## Task requirements
Rewrite the stretch of entries from the line containing "Category: blue baseball cap" through the end of the entries, requests included, multiplying each keypoint coordinate in the answers by 0.3 and rounding to whole numbers, with halves rounded up. Leave the pictures out.

## Extracted entries
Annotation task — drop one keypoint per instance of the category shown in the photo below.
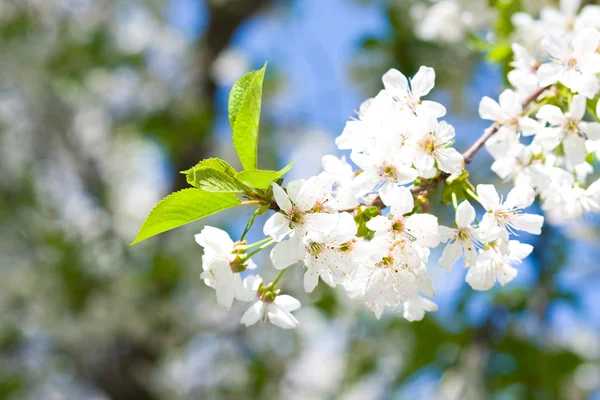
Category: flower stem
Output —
(473, 195)
(263, 245)
(278, 277)
(249, 225)
(259, 243)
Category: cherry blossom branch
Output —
(475, 147)
(490, 131)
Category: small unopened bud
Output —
(268, 297)
(240, 247)
(239, 263)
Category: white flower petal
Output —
(465, 214)
(253, 314)
(551, 114)
(505, 274)
(575, 150)
(510, 103)
(287, 303)
(481, 276)
(287, 253)
(531, 223)
(281, 318)
(395, 81)
(215, 241)
(577, 109)
(489, 109)
(488, 196)
(277, 226)
(520, 196)
(450, 255)
(423, 81)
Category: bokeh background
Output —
(102, 102)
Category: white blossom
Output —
(221, 266)
(503, 217)
(568, 129)
(324, 255)
(301, 208)
(409, 96)
(573, 63)
(463, 240)
(263, 306)
(508, 113)
(492, 265)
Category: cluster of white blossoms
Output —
(368, 230)
(547, 136)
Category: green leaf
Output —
(244, 115)
(363, 215)
(505, 10)
(215, 175)
(212, 163)
(262, 178)
(212, 180)
(183, 207)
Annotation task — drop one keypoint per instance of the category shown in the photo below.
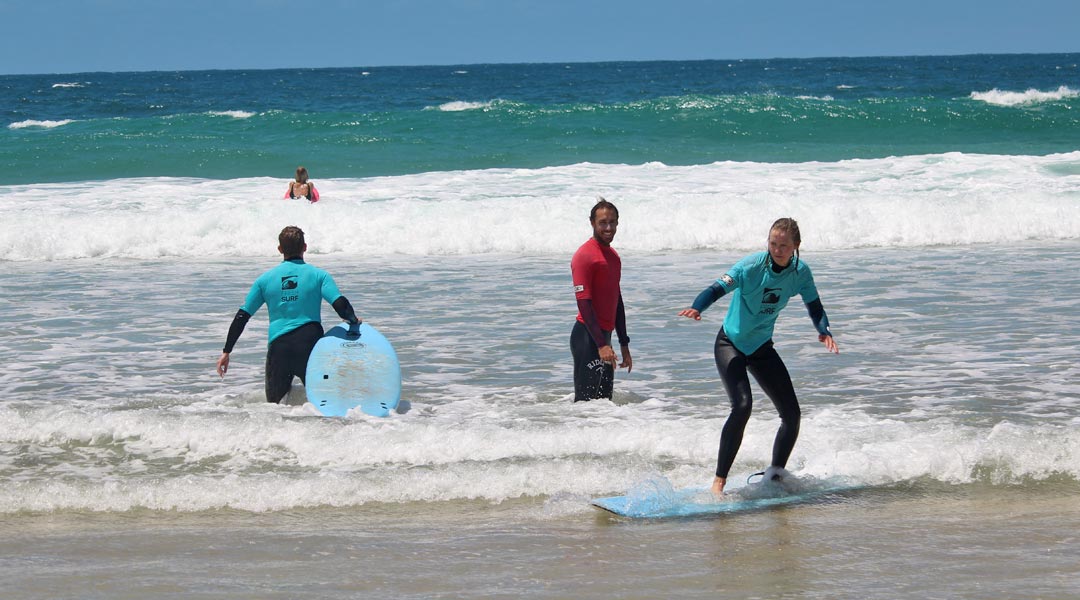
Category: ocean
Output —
(939, 200)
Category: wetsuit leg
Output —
(592, 378)
(771, 375)
(287, 357)
(731, 365)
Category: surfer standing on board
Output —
(597, 270)
(293, 292)
(760, 286)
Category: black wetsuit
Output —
(763, 289)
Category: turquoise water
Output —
(939, 200)
(366, 122)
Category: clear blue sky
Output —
(76, 36)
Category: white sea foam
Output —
(461, 106)
(233, 113)
(42, 124)
(952, 200)
(1022, 98)
(251, 460)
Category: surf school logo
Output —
(288, 283)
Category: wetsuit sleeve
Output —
(235, 329)
(707, 296)
(819, 317)
(345, 311)
(620, 323)
(592, 323)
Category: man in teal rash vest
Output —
(293, 292)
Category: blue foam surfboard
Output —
(353, 366)
(659, 500)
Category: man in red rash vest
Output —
(597, 270)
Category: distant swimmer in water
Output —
(760, 286)
(293, 292)
(596, 270)
(301, 188)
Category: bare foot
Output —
(718, 486)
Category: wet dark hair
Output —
(291, 241)
(601, 203)
(791, 227)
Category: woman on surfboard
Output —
(301, 188)
(760, 286)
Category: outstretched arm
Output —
(620, 328)
(235, 329)
(704, 300)
(593, 325)
(343, 309)
(821, 324)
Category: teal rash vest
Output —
(293, 292)
(758, 294)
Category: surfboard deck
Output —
(353, 368)
(655, 500)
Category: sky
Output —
(82, 36)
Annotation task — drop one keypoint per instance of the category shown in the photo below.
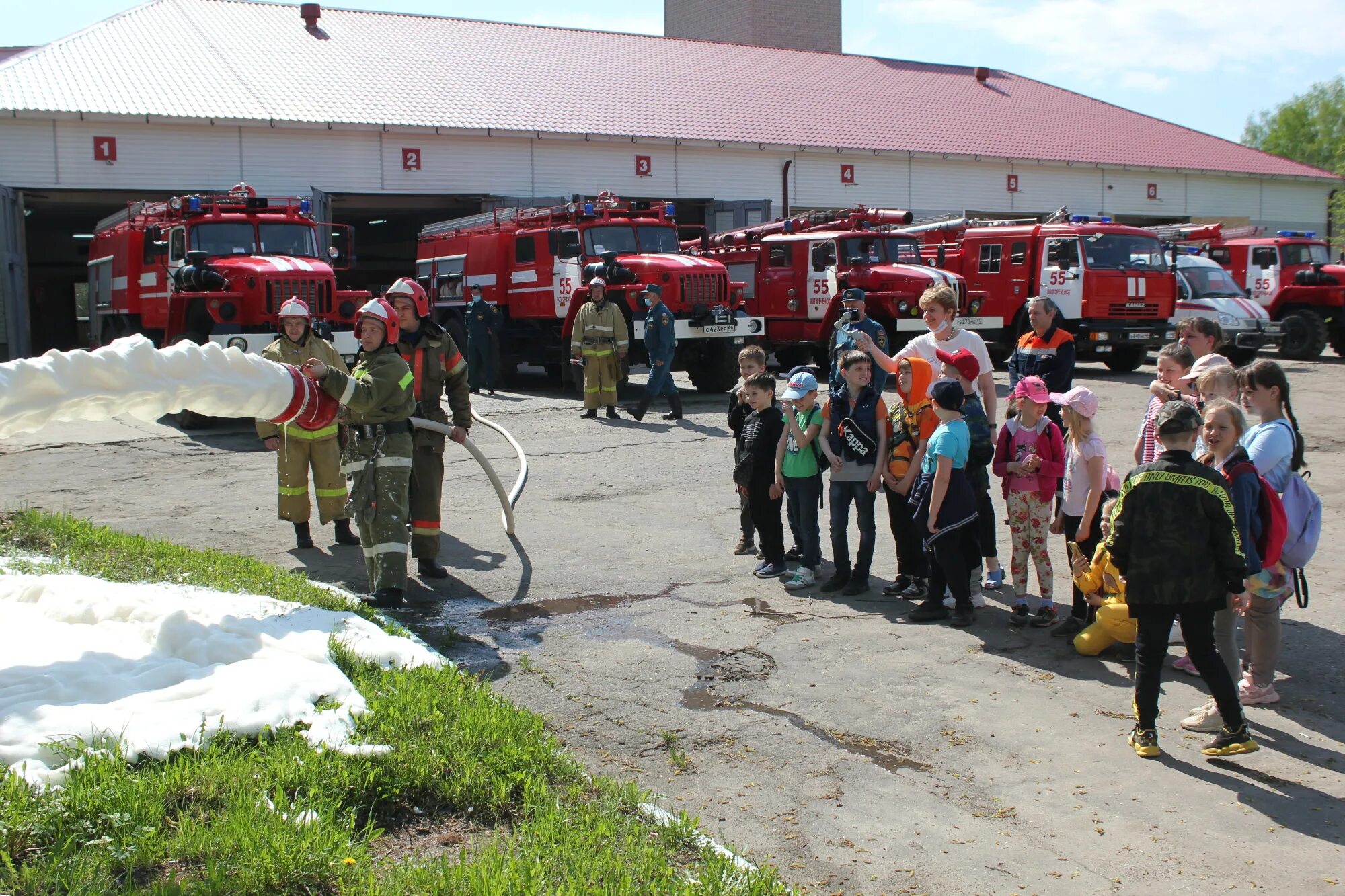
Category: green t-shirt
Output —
(802, 463)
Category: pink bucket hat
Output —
(1032, 389)
(1079, 400)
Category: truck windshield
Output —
(1211, 282)
(658, 239)
(1120, 251)
(233, 239)
(903, 251)
(610, 239)
(289, 240)
(1304, 253)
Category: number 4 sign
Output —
(106, 150)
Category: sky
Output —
(1203, 64)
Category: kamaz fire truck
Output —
(1113, 284)
(1288, 274)
(797, 268)
(216, 268)
(536, 264)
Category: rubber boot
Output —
(344, 534)
(676, 400)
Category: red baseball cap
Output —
(964, 361)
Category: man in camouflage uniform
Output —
(438, 368)
(379, 459)
(298, 448)
(602, 341)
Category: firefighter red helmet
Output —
(383, 311)
(412, 292)
(295, 309)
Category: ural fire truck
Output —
(216, 268)
(536, 264)
(797, 268)
(1288, 274)
(1113, 284)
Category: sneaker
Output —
(837, 581)
(927, 612)
(1069, 628)
(1252, 694)
(1183, 663)
(1204, 719)
(898, 587)
(857, 585)
(1145, 741)
(1231, 743)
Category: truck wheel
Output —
(189, 419)
(718, 366)
(1125, 358)
(1305, 334)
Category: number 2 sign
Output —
(106, 150)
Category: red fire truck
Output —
(797, 268)
(1114, 287)
(216, 268)
(1288, 274)
(535, 266)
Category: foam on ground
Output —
(165, 667)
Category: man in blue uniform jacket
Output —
(843, 341)
(661, 345)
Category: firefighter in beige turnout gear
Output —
(299, 450)
(379, 459)
(602, 341)
(438, 368)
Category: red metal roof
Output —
(258, 61)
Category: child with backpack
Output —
(1030, 459)
(798, 473)
(1276, 447)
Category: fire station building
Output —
(393, 122)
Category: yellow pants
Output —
(601, 374)
(294, 459)
(1113, 624)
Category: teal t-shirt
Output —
(952, 439)
(802, 463)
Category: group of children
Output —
(1182, 538)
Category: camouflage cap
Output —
(1178, 417)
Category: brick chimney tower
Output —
(793, 25)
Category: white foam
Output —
(165, 667)
(132, 377)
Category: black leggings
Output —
(1198, 630)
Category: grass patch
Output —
(275, 815)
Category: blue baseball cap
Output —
(801, 384)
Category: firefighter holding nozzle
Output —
(380, 403)
(438, 368)
(602, 341)
(297, 448)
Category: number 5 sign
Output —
(106, 150)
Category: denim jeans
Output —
(804, 495)
(841, 494)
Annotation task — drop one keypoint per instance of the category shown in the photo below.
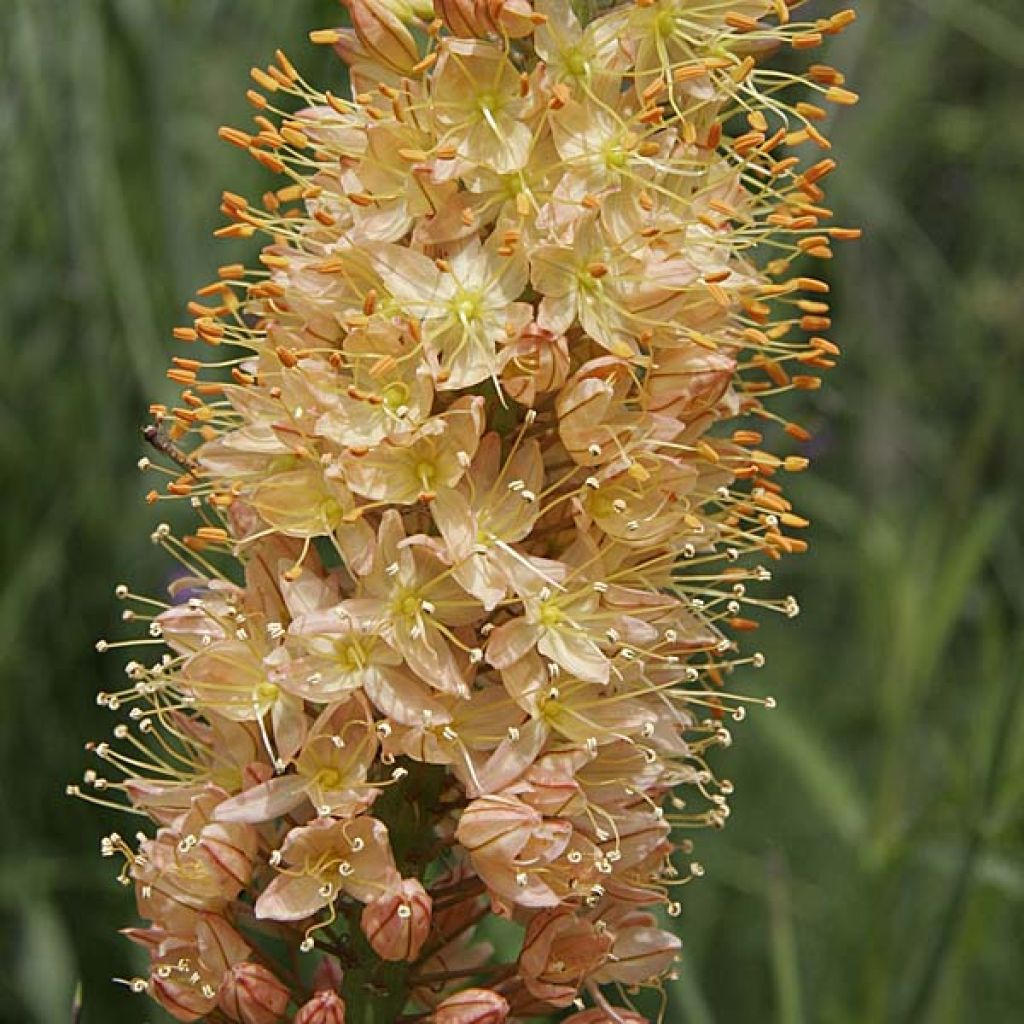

## Finished task
Category: blue baseball cap
Output —
(240, 115)
Category: firefighter holding nozzle
Output —
(114, 121)
(131, 110)
(181, 102)
(89, 134)
Category: number 5 sign
Output —
(32, 45)
Category: denim jeans
Output —
(241, 149)
(252, 148)
Annotation task — drop one keypoint per instance of the category shown in the photo below.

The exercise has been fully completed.